Required work –
Return the lines of the data below exactly. Start at the first and end with the line containing "Need: a point for each instance of the blade".

================

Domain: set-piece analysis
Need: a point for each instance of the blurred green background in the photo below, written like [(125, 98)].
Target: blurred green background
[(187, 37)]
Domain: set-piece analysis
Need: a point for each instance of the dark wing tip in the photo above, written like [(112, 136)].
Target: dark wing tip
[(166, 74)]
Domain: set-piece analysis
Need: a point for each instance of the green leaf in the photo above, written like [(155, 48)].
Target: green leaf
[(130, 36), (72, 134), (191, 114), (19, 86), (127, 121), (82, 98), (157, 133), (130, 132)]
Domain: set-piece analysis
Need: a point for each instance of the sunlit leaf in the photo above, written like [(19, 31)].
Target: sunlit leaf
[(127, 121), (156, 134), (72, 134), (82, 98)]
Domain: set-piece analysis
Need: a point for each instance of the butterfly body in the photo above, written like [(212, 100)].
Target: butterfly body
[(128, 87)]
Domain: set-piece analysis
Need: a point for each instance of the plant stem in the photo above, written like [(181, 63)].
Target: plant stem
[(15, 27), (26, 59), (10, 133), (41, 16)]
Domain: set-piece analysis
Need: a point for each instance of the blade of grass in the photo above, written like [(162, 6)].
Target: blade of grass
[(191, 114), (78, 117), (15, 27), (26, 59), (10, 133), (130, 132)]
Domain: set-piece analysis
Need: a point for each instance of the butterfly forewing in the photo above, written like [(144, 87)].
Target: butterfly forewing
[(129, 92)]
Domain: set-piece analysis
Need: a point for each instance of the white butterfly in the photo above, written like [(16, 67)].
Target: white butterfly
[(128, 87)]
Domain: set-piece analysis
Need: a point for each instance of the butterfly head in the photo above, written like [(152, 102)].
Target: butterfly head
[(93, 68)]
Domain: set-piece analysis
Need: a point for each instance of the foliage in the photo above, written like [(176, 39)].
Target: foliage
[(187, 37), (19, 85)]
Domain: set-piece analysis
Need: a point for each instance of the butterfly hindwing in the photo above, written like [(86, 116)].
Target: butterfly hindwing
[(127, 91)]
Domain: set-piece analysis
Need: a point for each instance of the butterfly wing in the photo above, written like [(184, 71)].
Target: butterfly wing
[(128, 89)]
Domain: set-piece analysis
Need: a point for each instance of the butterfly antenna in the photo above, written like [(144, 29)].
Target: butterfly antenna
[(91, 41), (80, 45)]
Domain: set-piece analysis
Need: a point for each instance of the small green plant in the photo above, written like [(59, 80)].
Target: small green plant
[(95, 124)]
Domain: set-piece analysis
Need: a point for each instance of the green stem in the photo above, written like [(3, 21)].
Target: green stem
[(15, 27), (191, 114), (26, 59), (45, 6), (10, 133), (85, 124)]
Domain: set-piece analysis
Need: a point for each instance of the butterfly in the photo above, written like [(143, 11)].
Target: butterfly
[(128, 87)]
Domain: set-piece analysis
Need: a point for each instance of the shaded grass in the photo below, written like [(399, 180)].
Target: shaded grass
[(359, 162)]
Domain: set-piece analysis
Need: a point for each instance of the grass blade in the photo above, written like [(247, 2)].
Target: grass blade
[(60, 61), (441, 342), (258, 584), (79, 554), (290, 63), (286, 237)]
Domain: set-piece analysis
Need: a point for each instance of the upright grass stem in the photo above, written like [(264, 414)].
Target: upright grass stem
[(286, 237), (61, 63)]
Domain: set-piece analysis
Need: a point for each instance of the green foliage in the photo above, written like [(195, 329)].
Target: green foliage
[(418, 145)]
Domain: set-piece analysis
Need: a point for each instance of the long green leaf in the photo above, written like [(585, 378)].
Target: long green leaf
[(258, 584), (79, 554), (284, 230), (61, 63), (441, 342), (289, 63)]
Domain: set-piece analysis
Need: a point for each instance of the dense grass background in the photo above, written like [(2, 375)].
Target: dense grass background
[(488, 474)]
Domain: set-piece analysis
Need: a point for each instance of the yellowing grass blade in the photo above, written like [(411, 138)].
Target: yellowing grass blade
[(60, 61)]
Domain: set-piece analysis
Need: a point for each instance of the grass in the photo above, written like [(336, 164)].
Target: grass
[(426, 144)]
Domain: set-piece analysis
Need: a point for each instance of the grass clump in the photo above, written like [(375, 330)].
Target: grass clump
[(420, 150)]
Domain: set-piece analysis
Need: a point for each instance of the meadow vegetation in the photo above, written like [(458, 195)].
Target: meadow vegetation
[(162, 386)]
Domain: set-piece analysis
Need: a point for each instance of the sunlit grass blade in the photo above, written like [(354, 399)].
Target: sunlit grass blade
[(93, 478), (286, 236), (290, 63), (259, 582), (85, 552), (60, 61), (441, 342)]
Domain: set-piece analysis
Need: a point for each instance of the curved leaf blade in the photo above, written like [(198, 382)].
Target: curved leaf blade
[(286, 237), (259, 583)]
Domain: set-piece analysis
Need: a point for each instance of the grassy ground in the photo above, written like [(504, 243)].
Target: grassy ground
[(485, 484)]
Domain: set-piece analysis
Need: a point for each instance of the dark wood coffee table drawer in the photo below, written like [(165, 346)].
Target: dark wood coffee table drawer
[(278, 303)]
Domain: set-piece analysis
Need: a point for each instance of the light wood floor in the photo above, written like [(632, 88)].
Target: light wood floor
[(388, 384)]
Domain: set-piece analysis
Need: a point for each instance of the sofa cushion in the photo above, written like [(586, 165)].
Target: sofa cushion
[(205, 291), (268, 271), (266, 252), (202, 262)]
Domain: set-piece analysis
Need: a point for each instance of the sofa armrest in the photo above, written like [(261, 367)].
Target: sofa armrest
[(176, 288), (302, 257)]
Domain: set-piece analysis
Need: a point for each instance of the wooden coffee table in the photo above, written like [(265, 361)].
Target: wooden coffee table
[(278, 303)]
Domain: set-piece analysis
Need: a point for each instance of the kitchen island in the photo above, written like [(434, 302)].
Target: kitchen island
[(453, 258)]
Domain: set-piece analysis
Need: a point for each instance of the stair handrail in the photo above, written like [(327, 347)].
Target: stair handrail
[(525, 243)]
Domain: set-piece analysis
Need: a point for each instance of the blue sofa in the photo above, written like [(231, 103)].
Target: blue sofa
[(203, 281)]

================

Solved exercise –
Domain: set-piece analysis
Need: a point for each instance of the blurred green background in the photo below, written like [(125, 98)].
Target: blurred green background
[(187, 37)]
Domain: set-piece analysis
Need: a point for each instance of the dark wing tip in the photo above, written like [(112, 136)].
Target: dark wing tip
[(166, 74)]
Domain: set-piece analysis
Need: a point for each instance of the green leaf in the photo above, written like [(155, 48)].
Target: green leaf
[(130, 36), (72, 134), (191, 114), (19, 86), (127, 121), (82, 98), (157, 133), (130, 132)]
Domain: set-piece analysis
Need: a point for each instance of the sunlit leaf in the photo above, written like [(19, 31)].
Target: sunlit leaf
[(127, 121), (156, 134), (72, 134), (82, 98)]
Domain: set-piece analysis
Need: a point for each instance of the butterfly body in the photo above, written like [(212, 100)].
Target: butterfly body
[(128, 87)]
Domain: set-piece analysis
Need: a point for each instance of the plant stem in the photo above, written like [(181, 63)].
Target: plant stem
[(15, 27), (26, 59), (10, 133), (41, 16)]
Domain: set-piece analysis
Need: a point for each instance of the blade of grass in the photo above, written like [(162, 6)].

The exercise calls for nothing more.